• SHORT TASK: Give the stretch of the listing from the line containing "Where can the white cloud" through the line containing "[1177, 711]", both ends included, as a JSON list of strings with one string per line and blank lines omitted.

• DATA FOR THIS TASK:
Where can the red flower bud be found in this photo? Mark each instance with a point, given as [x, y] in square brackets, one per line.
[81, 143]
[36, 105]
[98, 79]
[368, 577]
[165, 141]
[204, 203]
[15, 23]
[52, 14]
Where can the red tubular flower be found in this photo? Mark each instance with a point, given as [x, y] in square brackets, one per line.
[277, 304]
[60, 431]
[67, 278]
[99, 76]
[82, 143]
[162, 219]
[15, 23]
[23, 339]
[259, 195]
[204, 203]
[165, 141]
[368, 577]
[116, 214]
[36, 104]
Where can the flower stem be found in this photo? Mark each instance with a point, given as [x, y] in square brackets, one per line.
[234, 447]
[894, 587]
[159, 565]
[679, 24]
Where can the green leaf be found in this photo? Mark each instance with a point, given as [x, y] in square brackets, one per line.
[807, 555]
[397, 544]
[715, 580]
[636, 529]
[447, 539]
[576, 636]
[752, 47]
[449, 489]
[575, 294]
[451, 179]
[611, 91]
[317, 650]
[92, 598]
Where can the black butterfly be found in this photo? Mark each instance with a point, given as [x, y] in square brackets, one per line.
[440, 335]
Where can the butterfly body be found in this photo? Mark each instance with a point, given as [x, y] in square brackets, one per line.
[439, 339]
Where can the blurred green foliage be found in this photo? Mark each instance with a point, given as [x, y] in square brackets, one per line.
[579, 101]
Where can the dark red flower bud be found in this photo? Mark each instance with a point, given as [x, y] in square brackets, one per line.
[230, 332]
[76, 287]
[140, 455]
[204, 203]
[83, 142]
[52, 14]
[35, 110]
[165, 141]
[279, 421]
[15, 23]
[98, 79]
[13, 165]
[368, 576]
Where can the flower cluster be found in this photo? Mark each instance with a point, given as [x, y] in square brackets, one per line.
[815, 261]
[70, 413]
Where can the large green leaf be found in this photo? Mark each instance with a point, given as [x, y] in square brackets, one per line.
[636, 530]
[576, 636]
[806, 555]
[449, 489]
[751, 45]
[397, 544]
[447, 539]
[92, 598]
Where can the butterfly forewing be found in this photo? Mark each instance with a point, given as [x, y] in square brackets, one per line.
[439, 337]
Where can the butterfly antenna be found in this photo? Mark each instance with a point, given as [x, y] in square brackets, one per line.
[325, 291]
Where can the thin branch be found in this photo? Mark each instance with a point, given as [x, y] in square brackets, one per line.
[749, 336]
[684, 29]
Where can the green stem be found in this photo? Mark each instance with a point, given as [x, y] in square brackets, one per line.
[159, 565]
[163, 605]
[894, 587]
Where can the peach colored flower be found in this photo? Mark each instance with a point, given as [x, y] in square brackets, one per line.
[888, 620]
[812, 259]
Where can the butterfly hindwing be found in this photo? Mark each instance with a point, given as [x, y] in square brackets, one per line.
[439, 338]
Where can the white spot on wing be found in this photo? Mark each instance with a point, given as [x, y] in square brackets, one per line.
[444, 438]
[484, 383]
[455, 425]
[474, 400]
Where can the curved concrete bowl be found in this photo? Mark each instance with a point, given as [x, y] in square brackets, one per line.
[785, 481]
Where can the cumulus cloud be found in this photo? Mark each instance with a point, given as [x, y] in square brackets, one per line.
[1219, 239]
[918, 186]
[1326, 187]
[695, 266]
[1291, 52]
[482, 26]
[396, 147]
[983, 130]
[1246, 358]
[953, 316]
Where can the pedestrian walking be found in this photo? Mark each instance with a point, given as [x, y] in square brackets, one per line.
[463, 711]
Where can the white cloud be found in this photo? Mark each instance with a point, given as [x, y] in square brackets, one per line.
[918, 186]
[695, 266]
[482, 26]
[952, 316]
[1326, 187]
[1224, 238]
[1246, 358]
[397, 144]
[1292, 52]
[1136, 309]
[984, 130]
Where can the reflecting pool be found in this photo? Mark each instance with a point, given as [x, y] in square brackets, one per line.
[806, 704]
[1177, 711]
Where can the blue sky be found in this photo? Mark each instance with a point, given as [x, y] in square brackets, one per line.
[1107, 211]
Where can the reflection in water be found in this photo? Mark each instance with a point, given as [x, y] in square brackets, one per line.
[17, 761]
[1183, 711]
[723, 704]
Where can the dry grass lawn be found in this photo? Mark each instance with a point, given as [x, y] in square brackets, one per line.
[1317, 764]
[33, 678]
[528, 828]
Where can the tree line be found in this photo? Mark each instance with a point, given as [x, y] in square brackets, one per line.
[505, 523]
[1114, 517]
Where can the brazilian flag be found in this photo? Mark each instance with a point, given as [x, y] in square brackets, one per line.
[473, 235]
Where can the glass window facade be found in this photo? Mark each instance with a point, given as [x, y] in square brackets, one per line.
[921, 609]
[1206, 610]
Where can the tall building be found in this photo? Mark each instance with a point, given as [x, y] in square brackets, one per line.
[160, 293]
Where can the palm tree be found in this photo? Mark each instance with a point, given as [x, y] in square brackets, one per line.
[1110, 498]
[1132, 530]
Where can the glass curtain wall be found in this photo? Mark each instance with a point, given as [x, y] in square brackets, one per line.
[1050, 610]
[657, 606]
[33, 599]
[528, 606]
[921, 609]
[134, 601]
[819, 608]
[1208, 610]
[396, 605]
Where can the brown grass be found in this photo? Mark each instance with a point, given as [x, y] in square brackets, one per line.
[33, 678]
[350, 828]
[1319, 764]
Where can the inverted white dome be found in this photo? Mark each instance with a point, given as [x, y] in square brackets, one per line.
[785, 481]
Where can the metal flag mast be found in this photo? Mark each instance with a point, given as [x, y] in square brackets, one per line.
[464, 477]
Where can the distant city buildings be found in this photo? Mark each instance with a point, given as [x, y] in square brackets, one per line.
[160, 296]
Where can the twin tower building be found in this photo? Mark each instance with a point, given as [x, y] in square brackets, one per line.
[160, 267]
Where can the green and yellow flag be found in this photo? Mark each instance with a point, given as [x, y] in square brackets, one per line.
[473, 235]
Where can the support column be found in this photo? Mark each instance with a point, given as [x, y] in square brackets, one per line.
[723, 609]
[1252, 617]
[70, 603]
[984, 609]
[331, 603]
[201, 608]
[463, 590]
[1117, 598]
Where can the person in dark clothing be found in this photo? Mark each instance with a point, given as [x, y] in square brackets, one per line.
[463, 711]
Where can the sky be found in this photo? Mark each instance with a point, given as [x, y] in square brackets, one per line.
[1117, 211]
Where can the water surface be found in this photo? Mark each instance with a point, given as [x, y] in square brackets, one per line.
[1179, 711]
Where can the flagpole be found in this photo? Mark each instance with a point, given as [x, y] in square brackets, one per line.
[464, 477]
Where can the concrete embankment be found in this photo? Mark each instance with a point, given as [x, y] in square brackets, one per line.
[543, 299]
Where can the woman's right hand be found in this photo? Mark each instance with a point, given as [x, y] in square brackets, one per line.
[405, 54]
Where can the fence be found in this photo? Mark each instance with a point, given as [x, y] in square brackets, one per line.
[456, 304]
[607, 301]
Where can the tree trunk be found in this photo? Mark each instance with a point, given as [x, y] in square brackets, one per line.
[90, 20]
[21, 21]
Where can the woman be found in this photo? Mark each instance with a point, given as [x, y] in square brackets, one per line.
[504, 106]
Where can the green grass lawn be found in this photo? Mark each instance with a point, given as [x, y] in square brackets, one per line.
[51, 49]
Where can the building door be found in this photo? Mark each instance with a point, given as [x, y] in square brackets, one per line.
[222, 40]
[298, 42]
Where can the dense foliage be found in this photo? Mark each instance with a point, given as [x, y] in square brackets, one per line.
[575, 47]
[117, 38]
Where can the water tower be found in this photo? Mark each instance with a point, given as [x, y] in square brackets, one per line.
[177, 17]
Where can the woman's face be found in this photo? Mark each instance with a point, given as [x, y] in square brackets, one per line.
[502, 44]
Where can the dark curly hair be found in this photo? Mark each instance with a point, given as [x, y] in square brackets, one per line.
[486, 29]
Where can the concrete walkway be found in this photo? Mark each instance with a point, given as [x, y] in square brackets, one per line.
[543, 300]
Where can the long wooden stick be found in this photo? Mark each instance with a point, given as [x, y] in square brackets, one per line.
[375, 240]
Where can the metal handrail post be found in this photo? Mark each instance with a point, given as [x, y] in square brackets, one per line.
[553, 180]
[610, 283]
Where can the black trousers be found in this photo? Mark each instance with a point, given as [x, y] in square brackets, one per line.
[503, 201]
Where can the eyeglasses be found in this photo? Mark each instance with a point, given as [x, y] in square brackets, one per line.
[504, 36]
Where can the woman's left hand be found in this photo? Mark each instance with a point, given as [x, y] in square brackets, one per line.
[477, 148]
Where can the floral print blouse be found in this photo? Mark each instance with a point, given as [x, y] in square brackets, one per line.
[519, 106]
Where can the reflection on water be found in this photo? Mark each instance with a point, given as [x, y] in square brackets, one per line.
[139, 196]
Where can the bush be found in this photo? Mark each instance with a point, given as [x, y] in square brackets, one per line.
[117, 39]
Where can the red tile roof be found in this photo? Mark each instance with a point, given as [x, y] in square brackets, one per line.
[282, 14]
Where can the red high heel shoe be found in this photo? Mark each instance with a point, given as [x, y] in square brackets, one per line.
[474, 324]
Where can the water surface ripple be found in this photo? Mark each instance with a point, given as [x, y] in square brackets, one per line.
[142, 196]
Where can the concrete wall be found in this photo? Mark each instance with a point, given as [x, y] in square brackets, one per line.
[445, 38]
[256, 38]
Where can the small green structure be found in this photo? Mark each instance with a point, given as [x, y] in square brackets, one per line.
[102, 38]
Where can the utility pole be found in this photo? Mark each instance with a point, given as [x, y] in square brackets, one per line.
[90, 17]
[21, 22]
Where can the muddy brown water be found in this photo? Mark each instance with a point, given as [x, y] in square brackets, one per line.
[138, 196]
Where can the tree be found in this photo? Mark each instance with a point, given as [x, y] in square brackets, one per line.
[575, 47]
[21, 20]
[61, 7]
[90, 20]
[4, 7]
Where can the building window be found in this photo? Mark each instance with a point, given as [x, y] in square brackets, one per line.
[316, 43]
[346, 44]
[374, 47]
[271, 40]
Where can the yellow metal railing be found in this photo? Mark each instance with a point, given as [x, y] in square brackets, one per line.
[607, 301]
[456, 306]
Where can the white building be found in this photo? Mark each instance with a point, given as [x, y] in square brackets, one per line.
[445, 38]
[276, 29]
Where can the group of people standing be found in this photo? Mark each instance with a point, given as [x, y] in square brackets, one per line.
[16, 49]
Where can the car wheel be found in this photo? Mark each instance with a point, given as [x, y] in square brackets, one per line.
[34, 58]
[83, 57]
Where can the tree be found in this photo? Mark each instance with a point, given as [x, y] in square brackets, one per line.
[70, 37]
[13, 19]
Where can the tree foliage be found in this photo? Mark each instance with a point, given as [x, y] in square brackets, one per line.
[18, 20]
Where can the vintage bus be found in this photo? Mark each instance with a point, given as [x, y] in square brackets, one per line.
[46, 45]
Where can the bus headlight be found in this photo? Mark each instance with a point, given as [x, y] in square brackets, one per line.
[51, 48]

• WRITTEN SOLUTION:
[
  "Where can the white cloud be found in this photo? Mark each instance with a point, given as [x, y] in square brackets, one per line.",
  "[918, 186]",
  "[695, 266]",
  "[482, 26]",
  "[952, 316]",
  "[1326, 187]",
  "[1224, 238]",
  "[1246, 358]",
  "[397, 144]",
  "[1292, 52]",
  "[1136, 309]",
  "[984, 130]",
  "Where can the reflecting pool be found in this photo? Mark each instance with a point, given as [x, y] in square brackets, one per line.",
  "[806, 704]",
  "[1177, 711]"
]